PROBLEM TO SOLVE >>
Pick out every line in the data below that contains the word "kayak" and copy those lines.

══ MATERIAL SHOWN ══

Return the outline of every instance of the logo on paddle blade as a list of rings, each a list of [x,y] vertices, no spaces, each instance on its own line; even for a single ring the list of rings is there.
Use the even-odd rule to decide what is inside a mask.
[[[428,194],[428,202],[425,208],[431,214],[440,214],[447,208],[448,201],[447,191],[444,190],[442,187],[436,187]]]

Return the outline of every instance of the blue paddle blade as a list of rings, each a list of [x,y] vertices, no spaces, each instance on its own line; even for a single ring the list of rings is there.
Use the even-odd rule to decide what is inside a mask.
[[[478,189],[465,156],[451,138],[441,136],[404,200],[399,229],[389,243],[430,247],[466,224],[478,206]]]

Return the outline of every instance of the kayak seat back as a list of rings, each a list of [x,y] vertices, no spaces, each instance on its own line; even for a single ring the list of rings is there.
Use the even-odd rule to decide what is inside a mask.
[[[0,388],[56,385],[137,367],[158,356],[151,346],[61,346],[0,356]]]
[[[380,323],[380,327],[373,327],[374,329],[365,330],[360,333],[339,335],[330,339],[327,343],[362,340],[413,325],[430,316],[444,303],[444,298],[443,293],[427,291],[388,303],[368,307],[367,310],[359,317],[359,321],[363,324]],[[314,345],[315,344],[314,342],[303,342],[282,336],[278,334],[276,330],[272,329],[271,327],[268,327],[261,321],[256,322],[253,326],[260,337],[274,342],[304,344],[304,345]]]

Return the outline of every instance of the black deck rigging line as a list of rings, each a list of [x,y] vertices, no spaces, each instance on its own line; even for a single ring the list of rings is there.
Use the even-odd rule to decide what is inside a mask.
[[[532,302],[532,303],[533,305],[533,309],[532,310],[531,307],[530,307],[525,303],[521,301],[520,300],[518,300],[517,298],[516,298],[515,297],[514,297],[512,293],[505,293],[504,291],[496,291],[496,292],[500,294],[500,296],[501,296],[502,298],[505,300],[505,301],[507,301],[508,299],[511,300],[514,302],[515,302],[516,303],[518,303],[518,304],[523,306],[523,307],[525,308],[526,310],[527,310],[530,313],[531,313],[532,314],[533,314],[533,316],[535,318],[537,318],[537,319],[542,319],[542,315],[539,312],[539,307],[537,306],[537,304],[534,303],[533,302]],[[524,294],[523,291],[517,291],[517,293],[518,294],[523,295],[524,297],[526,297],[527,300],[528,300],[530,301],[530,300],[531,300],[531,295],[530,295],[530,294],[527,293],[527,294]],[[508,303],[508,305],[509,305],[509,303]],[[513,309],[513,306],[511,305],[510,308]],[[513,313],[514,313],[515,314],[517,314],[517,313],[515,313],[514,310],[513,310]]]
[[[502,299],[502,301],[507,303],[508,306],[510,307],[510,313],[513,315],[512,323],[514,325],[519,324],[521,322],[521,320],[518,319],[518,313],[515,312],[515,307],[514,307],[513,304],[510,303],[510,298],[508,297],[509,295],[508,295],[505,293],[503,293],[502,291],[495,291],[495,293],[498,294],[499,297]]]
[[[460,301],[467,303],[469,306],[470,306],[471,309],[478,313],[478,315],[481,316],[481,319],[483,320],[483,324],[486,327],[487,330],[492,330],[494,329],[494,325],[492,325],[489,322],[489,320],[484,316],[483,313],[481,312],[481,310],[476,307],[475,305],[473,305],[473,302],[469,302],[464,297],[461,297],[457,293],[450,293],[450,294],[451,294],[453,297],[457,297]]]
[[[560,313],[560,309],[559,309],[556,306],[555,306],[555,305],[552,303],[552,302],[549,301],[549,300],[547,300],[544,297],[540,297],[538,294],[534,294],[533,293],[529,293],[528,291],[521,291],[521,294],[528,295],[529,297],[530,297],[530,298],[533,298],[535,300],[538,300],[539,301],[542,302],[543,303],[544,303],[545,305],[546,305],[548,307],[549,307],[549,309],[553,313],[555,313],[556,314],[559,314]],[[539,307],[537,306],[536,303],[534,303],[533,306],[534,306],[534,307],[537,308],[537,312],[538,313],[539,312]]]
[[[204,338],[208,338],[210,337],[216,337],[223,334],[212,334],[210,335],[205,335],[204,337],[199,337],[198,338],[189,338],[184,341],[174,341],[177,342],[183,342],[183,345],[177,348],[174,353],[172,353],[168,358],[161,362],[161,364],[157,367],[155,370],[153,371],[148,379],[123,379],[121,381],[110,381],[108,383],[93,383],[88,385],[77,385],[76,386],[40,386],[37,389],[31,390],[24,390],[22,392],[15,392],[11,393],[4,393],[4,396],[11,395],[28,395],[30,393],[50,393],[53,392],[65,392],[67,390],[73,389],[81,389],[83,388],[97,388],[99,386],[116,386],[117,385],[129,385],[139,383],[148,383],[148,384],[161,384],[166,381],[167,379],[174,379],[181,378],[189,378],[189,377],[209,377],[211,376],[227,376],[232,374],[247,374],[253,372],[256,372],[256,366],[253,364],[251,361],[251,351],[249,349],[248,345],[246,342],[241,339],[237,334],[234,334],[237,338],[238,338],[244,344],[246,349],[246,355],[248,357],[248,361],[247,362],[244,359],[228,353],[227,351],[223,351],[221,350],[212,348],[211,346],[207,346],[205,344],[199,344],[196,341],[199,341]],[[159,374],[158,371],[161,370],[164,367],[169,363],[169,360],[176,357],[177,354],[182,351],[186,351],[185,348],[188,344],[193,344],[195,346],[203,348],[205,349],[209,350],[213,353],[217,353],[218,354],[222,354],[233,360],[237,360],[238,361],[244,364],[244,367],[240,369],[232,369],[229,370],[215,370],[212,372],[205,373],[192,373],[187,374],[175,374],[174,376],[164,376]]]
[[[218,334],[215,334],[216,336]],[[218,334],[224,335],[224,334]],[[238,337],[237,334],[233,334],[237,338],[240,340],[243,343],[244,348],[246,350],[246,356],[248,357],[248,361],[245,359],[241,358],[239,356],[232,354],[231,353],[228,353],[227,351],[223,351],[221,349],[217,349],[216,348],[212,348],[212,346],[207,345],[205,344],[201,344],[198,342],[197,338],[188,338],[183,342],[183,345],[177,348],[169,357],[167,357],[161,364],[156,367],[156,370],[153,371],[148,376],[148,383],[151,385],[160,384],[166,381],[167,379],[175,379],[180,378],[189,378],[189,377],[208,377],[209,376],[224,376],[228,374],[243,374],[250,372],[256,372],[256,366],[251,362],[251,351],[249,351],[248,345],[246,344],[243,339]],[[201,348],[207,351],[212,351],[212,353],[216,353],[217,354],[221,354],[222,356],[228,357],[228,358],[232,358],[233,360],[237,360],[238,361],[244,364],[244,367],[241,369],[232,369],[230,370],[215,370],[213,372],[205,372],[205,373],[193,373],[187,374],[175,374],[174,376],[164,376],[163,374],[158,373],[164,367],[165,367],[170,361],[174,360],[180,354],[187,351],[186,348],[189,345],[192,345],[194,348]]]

═══
══ MATERIAL SHOWN ══

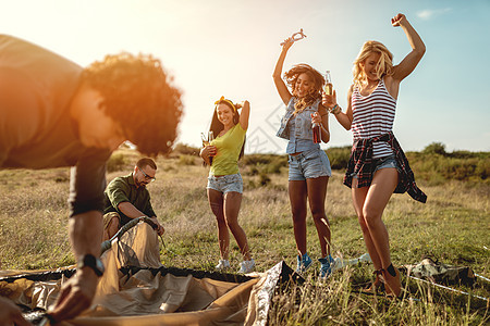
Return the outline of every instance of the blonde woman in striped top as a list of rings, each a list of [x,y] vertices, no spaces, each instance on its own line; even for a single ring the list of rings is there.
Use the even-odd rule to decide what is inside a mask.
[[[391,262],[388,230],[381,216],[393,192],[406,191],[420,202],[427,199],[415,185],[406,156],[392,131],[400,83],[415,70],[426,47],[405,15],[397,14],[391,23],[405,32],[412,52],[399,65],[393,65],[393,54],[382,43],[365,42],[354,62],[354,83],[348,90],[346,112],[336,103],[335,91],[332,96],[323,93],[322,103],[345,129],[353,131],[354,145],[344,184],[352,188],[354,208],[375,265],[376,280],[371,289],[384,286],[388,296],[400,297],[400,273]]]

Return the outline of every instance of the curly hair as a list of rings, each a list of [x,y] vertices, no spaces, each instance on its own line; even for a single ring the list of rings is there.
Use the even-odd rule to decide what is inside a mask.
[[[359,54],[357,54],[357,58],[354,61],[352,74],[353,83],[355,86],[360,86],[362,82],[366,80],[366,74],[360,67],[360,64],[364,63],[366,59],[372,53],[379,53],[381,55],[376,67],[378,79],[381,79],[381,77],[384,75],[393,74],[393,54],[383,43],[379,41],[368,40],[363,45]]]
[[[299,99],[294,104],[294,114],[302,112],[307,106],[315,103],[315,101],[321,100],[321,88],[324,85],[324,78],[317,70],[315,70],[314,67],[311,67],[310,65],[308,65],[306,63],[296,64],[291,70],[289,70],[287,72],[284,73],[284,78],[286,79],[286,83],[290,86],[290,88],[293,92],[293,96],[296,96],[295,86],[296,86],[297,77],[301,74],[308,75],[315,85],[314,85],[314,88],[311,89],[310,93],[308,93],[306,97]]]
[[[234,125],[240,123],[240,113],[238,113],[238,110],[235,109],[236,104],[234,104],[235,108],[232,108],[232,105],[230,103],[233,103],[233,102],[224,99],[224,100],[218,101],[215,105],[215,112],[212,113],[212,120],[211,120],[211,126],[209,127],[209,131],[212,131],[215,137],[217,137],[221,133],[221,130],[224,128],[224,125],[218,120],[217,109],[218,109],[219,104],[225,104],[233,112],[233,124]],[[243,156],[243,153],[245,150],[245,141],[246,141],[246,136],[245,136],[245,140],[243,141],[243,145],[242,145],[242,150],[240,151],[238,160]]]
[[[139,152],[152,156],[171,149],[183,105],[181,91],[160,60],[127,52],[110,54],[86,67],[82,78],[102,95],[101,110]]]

═══

OUTPUT >>
Return the outline of every instance of the kayak seat back as a list of rings, each a list of [x,y] vertices, no spaces, each instance on its own line; even for a single ring the list of rings is there.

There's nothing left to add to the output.